Stored records:

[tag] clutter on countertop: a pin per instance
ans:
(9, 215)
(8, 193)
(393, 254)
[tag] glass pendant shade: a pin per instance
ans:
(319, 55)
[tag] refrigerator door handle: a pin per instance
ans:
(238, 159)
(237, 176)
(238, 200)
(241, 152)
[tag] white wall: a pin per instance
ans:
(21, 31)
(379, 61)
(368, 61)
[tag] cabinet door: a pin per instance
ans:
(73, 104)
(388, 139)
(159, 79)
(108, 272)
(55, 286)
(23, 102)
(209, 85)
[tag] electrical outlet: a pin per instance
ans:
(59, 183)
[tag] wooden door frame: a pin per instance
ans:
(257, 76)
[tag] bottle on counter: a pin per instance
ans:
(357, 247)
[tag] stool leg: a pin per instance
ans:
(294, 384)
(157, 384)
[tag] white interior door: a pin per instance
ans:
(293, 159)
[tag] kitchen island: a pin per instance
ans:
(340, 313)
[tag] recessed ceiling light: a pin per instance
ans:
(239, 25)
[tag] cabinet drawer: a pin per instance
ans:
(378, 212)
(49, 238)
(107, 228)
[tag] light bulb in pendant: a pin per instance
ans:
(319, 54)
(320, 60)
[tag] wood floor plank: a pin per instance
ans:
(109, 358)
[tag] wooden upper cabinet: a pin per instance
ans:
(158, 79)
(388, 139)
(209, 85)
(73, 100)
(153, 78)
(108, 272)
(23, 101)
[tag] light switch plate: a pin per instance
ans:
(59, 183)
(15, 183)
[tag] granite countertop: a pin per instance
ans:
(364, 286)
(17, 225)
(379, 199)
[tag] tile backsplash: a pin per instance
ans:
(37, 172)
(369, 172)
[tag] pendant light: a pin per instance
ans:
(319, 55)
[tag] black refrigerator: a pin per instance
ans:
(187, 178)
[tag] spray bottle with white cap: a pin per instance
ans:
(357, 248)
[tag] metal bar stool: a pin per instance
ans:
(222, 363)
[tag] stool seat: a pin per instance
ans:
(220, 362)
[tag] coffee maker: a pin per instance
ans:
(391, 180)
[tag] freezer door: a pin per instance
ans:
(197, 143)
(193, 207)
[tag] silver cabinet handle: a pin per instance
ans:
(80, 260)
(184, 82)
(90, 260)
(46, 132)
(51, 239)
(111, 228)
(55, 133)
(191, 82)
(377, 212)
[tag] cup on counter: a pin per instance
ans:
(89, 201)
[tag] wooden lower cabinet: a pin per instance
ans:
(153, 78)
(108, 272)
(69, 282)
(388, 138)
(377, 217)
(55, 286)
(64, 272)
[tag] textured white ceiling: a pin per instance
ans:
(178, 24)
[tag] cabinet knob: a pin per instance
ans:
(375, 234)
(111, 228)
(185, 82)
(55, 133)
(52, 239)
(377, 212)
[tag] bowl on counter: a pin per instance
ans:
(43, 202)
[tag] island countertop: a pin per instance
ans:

Given task: Reproduce all of the rows above verbatim, from the first row through the last.

Completed task:
[tag] clutter on countertop: a pin per instance
ans:
(9, 215)
(8, 193)
(393, 254)
[tag] glass pendant shade: a pin per instance
ans:
(319, 55)
[tag] refrigerator door handle: a pin per instance
ans:
(238, 159)
(237, 176)
(238, 200)
(241, 152)
[tag] white wall: a pin per instance
ans:
(21, 31)
(379, 61)
(368, 61)
[tag] cabinet door: a pin per instance
ans:
(73, 104)
(388, 139)
(159, 79)
(108, 272)
(55, 286)
(23, 102)
(209, 85)
[tag] electrical outlet: a pin per instance
ans:
(59, 183)
[tag] wooden door frame: a pin per instance
ans:
(257, 76)
[tag] bottle on counter: a pin per instance
ans:
(357, 247)
[tag] stool leg: a pin per instance
ans:
(294, 384)
(157, 384)
[tag] white interior door: a pin per instance
ans:
(293, 159)
[tag] kitchen island: a pin per instance
ans:
(340, 313)
[tag] recessed ceiling light: a pin per instance
ans:
(239, 25)
[tag] cabinet drawer: a pin per instance
ans:
(378, 212)
(49, 238)
(107, 228)
[tag] light bulb in pendant: a pin per instance
ans:
(319, 54)
(320, 60)
[tag] wood floor plank: a pin per instance
ans:
(109, 358)
[tag] wooden upper cabinet: a pin per instance
ans:
(158, 79)
(388, 139)
(209, 85)
(73, 100)
(153, 78)
(108, 272)
(23, 101)
[tag] light switch plate: a pin per instance
ans:
(59, 183)
(15, 183)
[tag] granite countertop: a pin per instance
ans:
(364, 286)
(17, 225)
(379, 199)
[tag] tile backsplash: a pin per instance
ans:
(37, 172)
(369, 172)
[tag] pendant light: a pin per instance
ans:
(319, 55)
[tag] black refrigerator: a pin per instance
ans:
(187, 178)
[tag] spray bottle with white cap: a pin per instance
ans:
(357, 248)
[tag] metal bar stool: a pin per instance
ans:
(222, 363)
[tag] stool seat: a pin per instance
ans:
(220, 362)
[tag] coffee maker: a pin per instance
ans:
(391, 180)
[tag] freezer door: a pin per instance
ans:
(197, 143)
(193, 207)
[tag] silver cabinet handle: a pin per instance
ans:
(80, 260)
(184, 82)
(90, 260)
(46, 132)
(51, 239)
(111, 228)
(55, 133)
(191, 82)
(377, 212)
[tag] cup on counter: a pin per instance
ans:
(89, 201)
[tag] wooden lower cabinet: a pin per instance
ans:
(153, 78)
(108, 272)
(69, 282)
(388, 138)
(377, 217)
(55, 286)
(64, 272)
[tag] textured white ceiling: a pin per instance
ans:
(178, 24)
[tag] cabinet knob: a pin per instance
ans:
(375, 234)
(111, 228)
(185, 82)
(55, 133)
(52, 239)
(377, 212)
[tag] bowl on counter: a pin per instance
ans:
(43, 202)
[tag] island countertop: a pin per instance
ans:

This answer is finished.